[Natural language region descriptions]
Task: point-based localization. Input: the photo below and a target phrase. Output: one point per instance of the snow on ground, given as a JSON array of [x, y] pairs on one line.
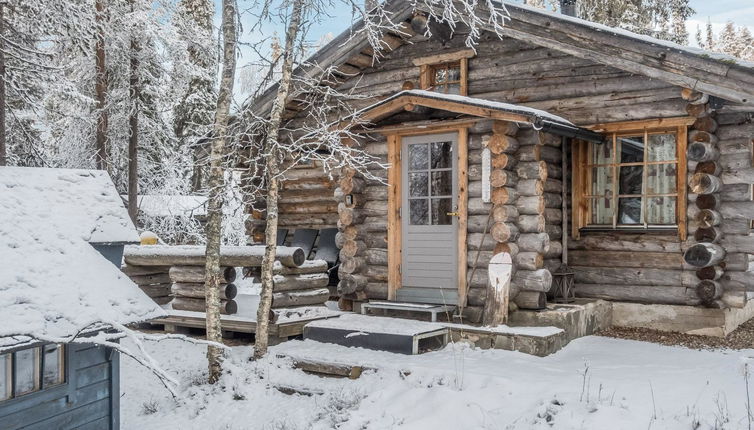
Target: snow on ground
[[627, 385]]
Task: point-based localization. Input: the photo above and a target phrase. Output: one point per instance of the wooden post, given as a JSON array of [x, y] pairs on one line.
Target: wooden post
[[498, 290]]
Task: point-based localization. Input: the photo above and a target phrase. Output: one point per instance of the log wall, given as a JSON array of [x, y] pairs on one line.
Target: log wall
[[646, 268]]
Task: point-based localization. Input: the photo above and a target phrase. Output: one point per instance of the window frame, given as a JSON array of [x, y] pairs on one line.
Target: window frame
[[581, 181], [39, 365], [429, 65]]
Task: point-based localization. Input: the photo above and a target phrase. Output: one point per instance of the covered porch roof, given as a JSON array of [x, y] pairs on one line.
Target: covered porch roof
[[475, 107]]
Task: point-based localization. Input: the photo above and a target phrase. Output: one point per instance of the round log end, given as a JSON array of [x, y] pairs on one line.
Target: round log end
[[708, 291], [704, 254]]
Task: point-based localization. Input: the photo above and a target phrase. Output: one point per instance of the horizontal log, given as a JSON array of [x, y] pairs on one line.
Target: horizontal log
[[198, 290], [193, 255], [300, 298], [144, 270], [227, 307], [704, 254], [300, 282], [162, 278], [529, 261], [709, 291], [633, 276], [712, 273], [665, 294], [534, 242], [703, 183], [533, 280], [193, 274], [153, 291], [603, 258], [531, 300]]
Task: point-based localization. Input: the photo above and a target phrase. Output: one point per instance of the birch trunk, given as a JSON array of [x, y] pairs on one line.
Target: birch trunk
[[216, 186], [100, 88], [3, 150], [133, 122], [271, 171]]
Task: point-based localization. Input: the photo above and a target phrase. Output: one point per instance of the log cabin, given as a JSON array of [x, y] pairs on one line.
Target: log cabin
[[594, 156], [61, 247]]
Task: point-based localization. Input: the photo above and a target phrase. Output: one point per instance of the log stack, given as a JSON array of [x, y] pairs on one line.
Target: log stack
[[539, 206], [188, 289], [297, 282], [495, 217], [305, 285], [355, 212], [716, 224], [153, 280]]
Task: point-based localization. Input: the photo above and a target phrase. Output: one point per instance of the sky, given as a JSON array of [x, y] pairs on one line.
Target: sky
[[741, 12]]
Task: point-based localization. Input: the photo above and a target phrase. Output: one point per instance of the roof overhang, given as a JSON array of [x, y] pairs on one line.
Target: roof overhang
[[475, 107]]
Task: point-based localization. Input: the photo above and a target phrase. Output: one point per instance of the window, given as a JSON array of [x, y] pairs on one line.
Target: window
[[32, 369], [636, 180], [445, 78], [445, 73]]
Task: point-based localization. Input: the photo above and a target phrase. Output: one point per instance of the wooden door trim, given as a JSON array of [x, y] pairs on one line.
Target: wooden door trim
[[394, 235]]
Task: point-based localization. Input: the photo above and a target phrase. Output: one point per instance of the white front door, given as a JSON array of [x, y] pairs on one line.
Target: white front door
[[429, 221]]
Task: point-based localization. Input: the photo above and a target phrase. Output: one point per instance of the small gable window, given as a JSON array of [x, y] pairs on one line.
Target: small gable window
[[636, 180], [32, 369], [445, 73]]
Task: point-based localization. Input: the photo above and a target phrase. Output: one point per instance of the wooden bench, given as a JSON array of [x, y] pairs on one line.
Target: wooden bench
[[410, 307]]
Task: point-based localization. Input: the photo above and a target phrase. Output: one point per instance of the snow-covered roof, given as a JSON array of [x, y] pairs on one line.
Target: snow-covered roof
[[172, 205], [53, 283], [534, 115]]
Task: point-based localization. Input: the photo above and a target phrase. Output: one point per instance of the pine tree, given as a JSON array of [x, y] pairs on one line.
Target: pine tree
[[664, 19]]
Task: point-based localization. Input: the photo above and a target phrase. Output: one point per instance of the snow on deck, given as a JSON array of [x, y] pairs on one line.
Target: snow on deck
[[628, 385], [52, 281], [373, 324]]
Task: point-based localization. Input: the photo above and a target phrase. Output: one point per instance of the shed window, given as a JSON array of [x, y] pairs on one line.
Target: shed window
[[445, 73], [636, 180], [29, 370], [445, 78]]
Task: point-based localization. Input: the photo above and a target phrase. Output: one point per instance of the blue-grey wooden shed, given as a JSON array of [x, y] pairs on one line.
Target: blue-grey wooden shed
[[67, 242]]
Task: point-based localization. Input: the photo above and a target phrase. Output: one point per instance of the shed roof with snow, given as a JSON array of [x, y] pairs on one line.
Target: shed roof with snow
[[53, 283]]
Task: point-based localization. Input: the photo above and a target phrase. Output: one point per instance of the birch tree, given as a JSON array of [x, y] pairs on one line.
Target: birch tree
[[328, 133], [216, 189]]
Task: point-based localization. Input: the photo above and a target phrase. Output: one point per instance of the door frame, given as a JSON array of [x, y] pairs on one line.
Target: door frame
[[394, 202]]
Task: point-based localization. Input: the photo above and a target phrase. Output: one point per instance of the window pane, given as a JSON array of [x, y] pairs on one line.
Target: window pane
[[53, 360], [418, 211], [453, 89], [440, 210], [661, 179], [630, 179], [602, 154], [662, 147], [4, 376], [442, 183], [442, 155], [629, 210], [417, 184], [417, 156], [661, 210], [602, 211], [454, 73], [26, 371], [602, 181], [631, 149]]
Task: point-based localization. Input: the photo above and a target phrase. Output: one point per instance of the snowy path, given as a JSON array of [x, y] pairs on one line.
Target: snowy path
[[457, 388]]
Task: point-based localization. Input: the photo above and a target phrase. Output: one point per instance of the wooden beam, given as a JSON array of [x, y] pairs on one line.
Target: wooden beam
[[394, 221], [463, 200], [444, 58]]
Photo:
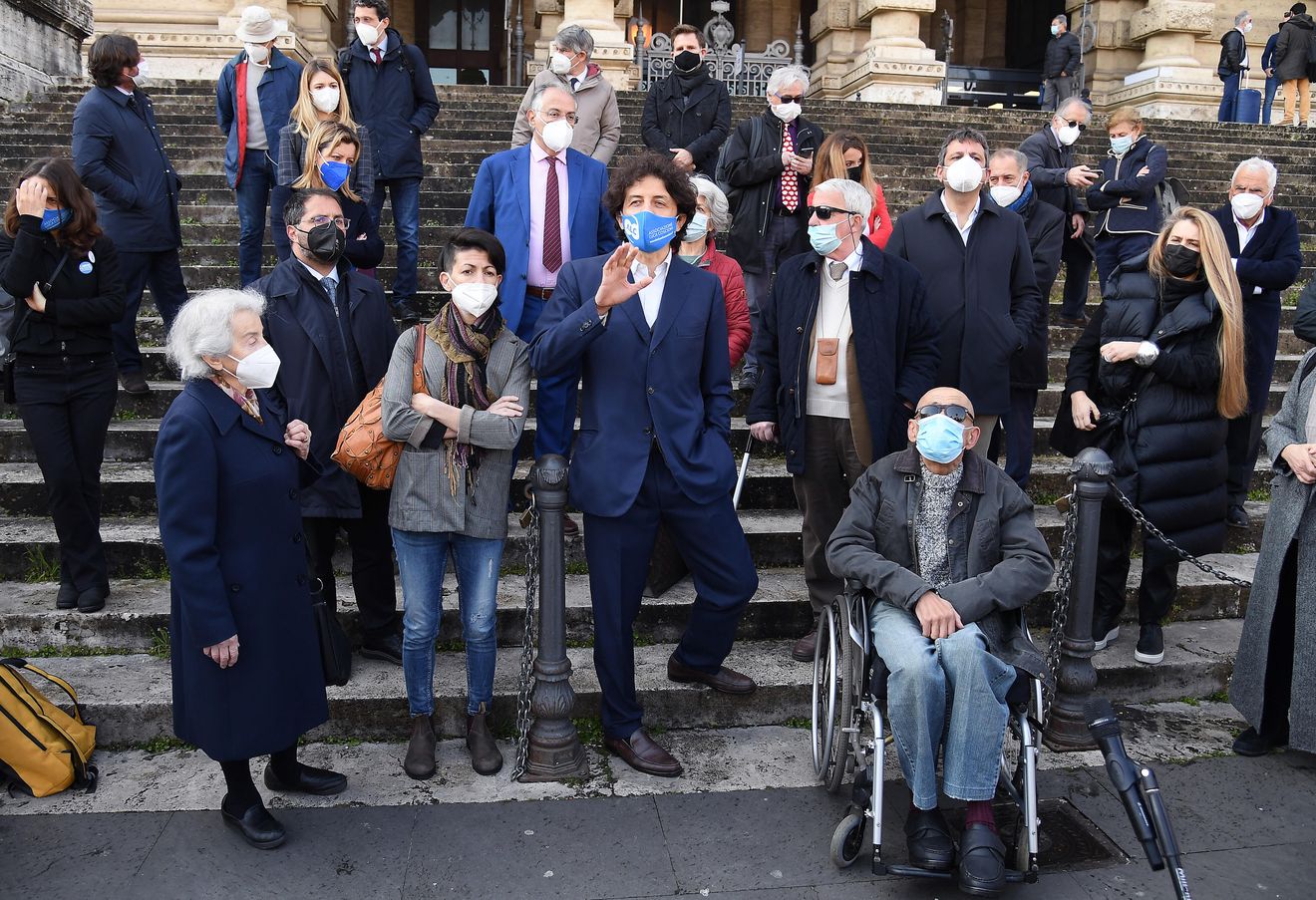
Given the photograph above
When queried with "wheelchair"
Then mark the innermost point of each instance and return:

Your instructions.
Take the lines above from the top of the records through the one with "of the horizontal" and repeat them exactly, without any pictures.

Exercise result.
Task: point-based localization. Input: the photo below and a target phrase. Output: one point per instance of the snow on ground, given as a JSON array of [x, y] pairs on one line.
Target: snow on ground
[[627, 385]]
Task: point-based localization. Input: the photo above and a target phrase. Output: one point per instance of the wooden post, given as a JSON array of [x, y] pairs on one line.
Target: wooden post
[[498, 290]]
Task: point-based localization. Input: the photo above and a target phrase. Output: one point per instance of the log wall, given as a JSON array of [x, y] pairs on one line.
Target: log wall
[[646, 268]]
Task: point-based localization. Input: the photo above and a target phrase. Output: one point per instance of the window frame, given as a JSON array of [x, y] pairs on one line.
Target: window frame
[[581, 181], [39, 365], [429, 65]]
Task: point-based localization. Input: the photo above and a target phrase. Output: one point per instance of the covered porch roof, given as a JSON array of [x, y] pairs on one line.
Target: covered porch roof
[[475, 107]]
Task: point-based localization. Input: the photo above and a target phrase. Output: one point per instance of the round log end, given as a JSON array of [x, y] pairs on one line.
Target: round log end
[[708, 291], [704, 254]]
Task: point-based localization. Input: the photo above and a target phrase. Output: one point per instance of the horizontal log, given as a JSON array of [x, y] pairs on one line.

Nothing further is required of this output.